CONSIGNES DE TRAVAIL:
Dans l'extrait sur l'aide publique au développement et les BCIM, d'après Lamb (2002), qu'est-ce qui rend plus difficile de distinguer l'aide au développement du financement de BCIM ?

EXTRAIT FOURNI:
_ _ _ _ _

« La thématique des biens publics mondiaux n'est pas une fin en soi ; c’est un moyen privilégié de réhabiliter l'aide publique au développement, elle ne s’y substitue donc pas mais lui donne un cadre d'action. L’aide publique au développement, par ce biais, contribuerait soit à la fourniture de biens publics, soit au développement de certains pays pour leur permettre de tenir leur rôle dans la gouvernance mondiale » 184 .
Ces propos que l’on doit à M. Jacquet met parfaitement en relief l’interaction qui existe entre l’aide au développement et le financement de BCIM. Ainsi, à partir de ce raisonnement, on peut analyser dans quelle mesure les deux éléments se chevauchent.
Nous pourrons distinguer deux sortes d’interactions entre ces deux éléments. Premièrement, les deux types de financements peuvent s’additionner ou se substituer l’un à l’autre. Dans ce cas, c’est la définition retenue des BCIM qui semble déterminant pour distinguer les deux notions. Ainsi, Lamb (2002) estime que plus la notion de BCIM a une acception large, plus il est difficile de maintenir une distinction commode entre l’aide au développement et le financement de BCIM. Autrement dit, sauf à donner à la notion un sens très étroit qui la limite aux externalités ou aux retombées transfrontalières de facteurs tels que les maladies, l’environnement, la stabilité financière, etc., on est privé d’arguments spécifiques à faire valoir en faveur de subventions ou de transferts relatifs aux BCIM qui soient distincts de l’aide au développement et s’ajoutent à celle-ci. En second lieu, la fourniture de BCIM peut renforcer l’efficacité de l’aide, tout comme leur carence peut la diminuer, et vice-versa 185 . Dans ce cas, si les BCIM ne bénéficient pas principalement aux pays PED&E (ex : lutte contre le terrorisme international, stabilité financière internationale), il y a un risque que les formes traditionnelles de l’APD disparaissent et que celle-ci soit détournée pour financer ces biens 186 . Les pays développés, « donateurs », seraient ainsi enclins à orienter leur aide vers des domaines tels que la préservation de l’environnement global, la lutte contre le terrorisme international ou l’accomplissement des percés scientifiques 187 . Quand les flux d’aide sont en déclin, ce « détournement d’aide » pourrait avoir des conséquences néfastes sur les OMD et déboucher sur l’apparition d’autres « maux collectifs internationaux » (tels que la pauvreté internationale, le manque d’accès à l’eau, l’anaphabétisme, etc.).

_ _ _ _ _

DONNÉES FOURNIES:
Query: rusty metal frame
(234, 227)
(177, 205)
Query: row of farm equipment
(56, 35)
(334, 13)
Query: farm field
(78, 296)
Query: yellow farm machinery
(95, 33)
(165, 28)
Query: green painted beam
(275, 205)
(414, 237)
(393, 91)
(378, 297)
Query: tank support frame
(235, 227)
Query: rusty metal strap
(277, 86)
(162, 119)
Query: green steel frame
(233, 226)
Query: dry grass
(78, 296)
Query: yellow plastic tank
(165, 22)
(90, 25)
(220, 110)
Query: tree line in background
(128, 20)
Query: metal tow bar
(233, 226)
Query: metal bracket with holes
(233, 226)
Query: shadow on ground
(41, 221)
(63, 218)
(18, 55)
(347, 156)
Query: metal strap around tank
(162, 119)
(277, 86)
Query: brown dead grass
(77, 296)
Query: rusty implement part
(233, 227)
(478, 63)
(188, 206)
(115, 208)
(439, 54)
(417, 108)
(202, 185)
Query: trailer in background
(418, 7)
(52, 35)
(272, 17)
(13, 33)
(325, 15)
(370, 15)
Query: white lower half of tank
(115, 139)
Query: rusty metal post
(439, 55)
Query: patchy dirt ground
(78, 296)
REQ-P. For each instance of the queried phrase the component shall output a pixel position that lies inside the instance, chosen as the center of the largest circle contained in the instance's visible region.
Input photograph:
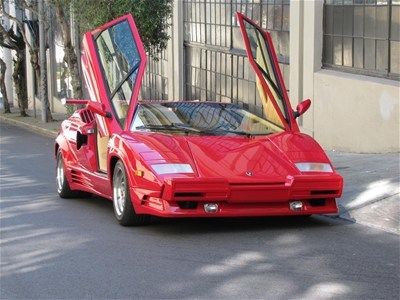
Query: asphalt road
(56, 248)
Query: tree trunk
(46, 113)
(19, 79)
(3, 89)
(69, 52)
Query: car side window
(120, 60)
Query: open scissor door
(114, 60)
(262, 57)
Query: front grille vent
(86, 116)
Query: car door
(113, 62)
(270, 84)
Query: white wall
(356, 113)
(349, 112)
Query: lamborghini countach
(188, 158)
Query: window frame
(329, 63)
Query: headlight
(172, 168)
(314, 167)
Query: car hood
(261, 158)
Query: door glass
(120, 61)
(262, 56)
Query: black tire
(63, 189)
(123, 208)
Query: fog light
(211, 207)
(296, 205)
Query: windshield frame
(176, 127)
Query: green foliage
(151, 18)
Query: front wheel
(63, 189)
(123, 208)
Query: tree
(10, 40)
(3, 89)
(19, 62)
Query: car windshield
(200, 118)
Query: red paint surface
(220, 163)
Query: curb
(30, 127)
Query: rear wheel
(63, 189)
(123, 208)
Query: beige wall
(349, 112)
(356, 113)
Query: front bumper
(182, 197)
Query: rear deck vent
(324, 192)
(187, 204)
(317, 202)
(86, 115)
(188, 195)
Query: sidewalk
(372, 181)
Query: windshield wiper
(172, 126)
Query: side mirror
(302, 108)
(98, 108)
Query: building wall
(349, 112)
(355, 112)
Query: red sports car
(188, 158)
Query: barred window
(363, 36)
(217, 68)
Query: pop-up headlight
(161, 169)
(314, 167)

_ _ _ _ _

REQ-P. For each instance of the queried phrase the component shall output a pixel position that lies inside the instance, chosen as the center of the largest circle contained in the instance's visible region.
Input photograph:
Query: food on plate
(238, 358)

_ _ _ _ _

RÉPONSE RÉDIGÉE:
Plus la notion de BCIM a une acception large, plus il est difficile de maintenir une distinction commode entre l'aide au développement et le financement de BCIM.